__Pointing records__:

Start

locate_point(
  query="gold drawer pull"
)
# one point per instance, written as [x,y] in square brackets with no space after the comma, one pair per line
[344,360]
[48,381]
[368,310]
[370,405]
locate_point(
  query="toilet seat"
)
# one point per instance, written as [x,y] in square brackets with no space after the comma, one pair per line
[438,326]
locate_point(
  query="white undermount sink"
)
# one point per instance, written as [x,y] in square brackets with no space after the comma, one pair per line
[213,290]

End
Start

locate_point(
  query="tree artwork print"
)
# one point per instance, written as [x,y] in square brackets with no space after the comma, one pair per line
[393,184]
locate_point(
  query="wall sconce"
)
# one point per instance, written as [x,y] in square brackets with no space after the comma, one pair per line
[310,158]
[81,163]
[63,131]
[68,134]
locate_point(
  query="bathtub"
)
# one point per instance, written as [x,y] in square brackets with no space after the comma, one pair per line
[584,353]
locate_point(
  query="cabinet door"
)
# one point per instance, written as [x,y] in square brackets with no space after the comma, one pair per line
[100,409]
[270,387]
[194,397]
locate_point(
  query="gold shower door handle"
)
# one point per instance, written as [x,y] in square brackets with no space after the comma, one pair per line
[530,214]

End
Start

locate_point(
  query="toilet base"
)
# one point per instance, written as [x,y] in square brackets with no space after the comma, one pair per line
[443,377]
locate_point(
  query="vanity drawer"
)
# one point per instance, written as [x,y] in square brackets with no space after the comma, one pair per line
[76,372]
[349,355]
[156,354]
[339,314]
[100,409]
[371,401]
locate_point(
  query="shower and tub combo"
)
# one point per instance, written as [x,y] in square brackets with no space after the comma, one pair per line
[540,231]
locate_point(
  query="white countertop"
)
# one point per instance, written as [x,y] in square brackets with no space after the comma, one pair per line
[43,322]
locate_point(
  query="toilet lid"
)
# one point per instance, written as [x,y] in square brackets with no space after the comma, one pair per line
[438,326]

End

__Your objective__: State how many lines in the items above contain the word "white". Give only the number.

__Final result__: 2